*EXERCISE GOAL:* When you answer, restate the entries below without altering anything.

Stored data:
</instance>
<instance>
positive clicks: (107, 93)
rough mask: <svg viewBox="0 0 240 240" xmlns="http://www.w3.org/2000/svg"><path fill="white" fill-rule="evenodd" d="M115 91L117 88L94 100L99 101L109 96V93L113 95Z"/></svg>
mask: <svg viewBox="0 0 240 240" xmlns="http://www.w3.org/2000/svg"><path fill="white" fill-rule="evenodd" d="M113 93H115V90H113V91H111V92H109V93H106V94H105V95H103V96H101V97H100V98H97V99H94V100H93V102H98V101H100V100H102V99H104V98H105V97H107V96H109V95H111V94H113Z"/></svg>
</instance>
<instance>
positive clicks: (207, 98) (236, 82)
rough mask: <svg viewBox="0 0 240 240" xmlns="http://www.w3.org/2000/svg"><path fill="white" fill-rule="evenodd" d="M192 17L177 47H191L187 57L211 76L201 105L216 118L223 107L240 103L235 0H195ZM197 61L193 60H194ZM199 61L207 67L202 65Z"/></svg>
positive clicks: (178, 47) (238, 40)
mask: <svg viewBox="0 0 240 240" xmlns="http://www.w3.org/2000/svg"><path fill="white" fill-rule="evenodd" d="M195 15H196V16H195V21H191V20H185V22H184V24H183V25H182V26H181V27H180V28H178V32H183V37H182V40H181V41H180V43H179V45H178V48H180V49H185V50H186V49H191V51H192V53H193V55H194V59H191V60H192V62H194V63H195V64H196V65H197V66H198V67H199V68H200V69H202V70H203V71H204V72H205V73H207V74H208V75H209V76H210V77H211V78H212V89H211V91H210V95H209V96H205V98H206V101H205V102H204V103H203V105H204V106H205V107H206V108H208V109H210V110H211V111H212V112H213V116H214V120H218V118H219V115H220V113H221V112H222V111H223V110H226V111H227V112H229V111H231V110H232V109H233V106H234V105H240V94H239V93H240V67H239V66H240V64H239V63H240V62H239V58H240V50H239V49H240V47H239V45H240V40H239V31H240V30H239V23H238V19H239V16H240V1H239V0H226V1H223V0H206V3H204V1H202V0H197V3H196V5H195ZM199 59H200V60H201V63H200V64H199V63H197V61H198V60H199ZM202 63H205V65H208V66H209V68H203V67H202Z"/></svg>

*THE ANSWER:*
</instance>
<instance>
positive clicks: (107, 93)
rough mask: <svg viewBox="0 0 240 240" xmlns="http://www.w3.org/2000/svg"><path fill="white" fill-rule="evenodd" d="M115 91L117 88L94 100L99 101L109 96V93L113 95Z"/></svg>
mask: <svg viewBox="0 0 240 240" xmlns="http://www.w3.org/2000/svg"><path fill="white" fill-rule="evenodd" d="M113 93H115V90H113V91H111V92H109V93H106V94H105V95H103V96H101V97H100V98H97V99H94V100H93V102H98V101H100V100H102V99H104V98H105V97H107V96H109V95H111V94H113Z"/></svg>
</instance>
<instance>
positive clicks: (207, 98) (236, 82)
rough mask: <svg viewBox="0 0 240 240" xmlns="http://www.w3.org/2000/svg"><path fill="white" fill-rule="evenodd" d="M192 17L177 47H191L187 57L211 76L201 105L216 118L223 107L240 103L235 0H195ZM197 61L193 60H194ZM199 61L207 67L202 65Z"/></svg>
positive clicks: (178, 47) (238, 40)
mask: <svg viewBox="0 0 240 240" xmlns="http://www.w3.org/2000/svg"><path fill="white" fill-rule="evenodd" d="M195 15H196V16H195V21H191V20H185V22H184V24H183V25H182V26H181V27H180V28H178V32H183V37H182V40H181V41H180V43H179V45H178V48H180V49H185V50H186V49H191V51H192V53H193V55H194V59H191V60H192V62H194V63H195V64H196V65H197V66H198V67H199V68H200V69H202V70H203V71H204V72H205V73H207V74H208V75H209V76H210V77H211V78H212V89H211V91H210V95H209V96H205V98H206V101H205V102H204V103H203V105H204V106H205V107H206V108H208V109H210V110H211V111H212V112H213V116H214V120H218V118H219V115H220V113H221V112H222V111H223V110H226V111H227V112H229V111H231V110H232V109H233V106H234V105H240V94H239V93H240V67H239V66H240V64H239V63H240V62H239V58H240V50H239V49H240V47H239V45H240V40H239V31H240V30H239V23H238V19H239V16H240V1H239V0H226V1H223V0H206V3H204V1H202V0H197V3H196V5H195ZM199 59H200V60H201V63H200V64H199V63H197V61H198V60H199ZM202 63H205V65H208V66H209V68H203V67H202Z"/></svg>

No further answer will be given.